Work instructions
Print verbatim every line starting at the one that contains "Where in this photo can the white background" and ending at the final line of the records; include both endpoints.

Record set
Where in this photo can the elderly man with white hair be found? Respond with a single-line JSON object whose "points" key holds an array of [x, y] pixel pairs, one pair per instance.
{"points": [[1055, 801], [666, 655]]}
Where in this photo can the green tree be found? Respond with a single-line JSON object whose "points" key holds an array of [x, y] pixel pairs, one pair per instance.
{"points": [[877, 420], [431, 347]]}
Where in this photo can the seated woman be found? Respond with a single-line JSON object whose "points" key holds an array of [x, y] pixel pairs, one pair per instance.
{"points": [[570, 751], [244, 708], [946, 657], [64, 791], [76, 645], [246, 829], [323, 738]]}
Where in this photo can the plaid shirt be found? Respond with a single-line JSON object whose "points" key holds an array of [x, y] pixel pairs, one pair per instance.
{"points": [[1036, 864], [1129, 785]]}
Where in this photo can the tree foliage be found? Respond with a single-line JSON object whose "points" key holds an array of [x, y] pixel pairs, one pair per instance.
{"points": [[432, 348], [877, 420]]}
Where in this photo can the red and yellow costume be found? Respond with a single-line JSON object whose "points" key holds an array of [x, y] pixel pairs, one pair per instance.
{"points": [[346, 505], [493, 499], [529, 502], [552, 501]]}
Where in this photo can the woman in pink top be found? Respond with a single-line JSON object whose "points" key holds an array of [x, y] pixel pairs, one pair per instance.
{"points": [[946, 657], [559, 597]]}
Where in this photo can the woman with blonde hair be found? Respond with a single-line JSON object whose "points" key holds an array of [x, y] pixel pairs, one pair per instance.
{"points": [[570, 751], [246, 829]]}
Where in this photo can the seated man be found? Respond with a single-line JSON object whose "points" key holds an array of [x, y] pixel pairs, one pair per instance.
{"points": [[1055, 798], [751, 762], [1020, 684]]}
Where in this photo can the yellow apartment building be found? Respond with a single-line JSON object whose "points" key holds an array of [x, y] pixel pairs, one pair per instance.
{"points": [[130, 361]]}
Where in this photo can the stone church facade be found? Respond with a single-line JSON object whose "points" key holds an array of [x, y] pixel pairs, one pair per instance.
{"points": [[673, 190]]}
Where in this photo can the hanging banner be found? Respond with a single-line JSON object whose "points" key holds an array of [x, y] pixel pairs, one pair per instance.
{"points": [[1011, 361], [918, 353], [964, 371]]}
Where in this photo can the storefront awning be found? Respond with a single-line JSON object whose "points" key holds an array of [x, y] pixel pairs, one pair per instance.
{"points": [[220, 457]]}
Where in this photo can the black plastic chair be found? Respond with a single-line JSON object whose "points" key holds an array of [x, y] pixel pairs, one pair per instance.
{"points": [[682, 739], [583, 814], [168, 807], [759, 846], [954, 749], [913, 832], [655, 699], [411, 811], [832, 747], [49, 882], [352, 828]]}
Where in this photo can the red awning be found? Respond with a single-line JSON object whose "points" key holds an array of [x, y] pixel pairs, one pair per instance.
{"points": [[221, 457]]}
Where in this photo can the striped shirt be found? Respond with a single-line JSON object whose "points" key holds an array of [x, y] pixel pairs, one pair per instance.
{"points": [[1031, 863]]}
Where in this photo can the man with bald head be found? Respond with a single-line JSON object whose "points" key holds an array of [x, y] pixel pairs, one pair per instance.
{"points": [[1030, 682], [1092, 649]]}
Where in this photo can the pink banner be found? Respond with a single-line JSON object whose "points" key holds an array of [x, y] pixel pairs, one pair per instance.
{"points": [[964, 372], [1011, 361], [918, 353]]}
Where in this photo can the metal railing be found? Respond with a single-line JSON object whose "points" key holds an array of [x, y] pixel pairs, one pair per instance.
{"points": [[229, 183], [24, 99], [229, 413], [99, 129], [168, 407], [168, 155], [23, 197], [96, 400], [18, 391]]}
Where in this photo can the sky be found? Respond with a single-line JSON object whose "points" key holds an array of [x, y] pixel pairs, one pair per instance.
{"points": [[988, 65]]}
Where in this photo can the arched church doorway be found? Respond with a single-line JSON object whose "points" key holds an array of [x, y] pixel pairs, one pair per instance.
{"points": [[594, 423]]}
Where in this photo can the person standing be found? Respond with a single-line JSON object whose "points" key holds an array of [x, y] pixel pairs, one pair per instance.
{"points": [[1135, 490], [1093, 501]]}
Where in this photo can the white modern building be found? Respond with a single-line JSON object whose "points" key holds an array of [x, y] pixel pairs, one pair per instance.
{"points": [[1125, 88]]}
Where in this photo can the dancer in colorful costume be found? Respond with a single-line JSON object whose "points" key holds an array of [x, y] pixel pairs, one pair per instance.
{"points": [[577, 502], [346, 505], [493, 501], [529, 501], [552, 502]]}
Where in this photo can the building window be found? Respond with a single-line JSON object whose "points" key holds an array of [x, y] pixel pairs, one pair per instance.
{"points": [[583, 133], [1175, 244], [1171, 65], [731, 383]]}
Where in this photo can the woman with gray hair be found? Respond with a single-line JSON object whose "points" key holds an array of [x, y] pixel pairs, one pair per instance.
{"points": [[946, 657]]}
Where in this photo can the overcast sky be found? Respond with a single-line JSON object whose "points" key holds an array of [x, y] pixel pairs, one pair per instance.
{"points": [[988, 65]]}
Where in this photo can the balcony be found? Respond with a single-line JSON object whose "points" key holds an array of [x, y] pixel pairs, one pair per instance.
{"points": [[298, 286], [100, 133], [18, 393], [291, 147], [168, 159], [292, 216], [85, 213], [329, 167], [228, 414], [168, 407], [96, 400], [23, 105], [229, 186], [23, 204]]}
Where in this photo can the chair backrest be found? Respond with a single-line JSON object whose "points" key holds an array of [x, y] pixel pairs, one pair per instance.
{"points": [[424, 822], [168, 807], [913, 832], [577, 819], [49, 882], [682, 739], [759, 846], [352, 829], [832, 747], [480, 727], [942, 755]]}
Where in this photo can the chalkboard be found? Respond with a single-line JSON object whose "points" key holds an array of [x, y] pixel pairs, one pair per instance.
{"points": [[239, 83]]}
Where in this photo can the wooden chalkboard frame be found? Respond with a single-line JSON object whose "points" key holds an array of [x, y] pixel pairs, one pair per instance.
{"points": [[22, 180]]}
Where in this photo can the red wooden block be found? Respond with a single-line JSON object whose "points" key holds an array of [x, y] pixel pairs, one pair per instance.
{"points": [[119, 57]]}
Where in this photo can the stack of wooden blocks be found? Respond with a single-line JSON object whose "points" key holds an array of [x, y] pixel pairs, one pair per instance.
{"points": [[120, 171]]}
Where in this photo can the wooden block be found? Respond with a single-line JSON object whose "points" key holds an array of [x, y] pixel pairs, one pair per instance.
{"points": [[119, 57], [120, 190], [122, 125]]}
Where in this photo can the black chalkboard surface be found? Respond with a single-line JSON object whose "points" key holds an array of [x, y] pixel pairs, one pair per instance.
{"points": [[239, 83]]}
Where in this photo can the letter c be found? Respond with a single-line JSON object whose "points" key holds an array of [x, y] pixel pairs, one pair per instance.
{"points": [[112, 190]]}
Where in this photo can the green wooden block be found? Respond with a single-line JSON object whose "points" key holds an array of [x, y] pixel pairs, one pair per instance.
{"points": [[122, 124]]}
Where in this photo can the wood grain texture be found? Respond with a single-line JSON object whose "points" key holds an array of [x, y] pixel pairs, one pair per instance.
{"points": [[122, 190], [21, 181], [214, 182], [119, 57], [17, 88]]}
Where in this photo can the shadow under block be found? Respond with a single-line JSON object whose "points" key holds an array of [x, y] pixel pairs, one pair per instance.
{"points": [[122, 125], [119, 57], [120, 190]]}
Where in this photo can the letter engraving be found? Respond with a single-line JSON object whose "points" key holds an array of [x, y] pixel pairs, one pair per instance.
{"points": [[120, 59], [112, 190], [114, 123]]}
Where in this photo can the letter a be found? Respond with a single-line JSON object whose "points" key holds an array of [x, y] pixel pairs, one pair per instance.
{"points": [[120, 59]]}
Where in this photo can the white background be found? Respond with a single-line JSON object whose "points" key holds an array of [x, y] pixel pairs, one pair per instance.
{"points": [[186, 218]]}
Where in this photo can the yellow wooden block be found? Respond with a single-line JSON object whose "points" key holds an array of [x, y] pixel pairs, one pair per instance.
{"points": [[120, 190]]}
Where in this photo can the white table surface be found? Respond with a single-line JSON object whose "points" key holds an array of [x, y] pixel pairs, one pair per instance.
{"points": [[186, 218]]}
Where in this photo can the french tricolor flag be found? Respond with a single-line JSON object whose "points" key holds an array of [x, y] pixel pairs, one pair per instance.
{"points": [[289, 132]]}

Written response
Where in this photo can the white background be found? Respond with a single-line JSON object whose "points" key holds an array of [x, y] pixel pairs, one pair per instance.
{"points": [[186, 218]]}
Where in this photo can the yellow wooden block be found? Respond with a single-line JSON object whose "points" key holds an array of [x, y] pixel pairs, one pair per instance.
{"points": [[120, 190]]}
Where in this photo can the white table surface be found? Respond with a single-line JSON object whose "points" key holds an array of [x, y] pixel pairs, one pair per instance.
{"points": [[186, 218]]}
Where in this photo can the french tricolor flag be found? Respond with a single-line JSON object whose "points" key holds an array of [x, y] pixel pairs, one pair per instance.
{"points": [[289, 132]]}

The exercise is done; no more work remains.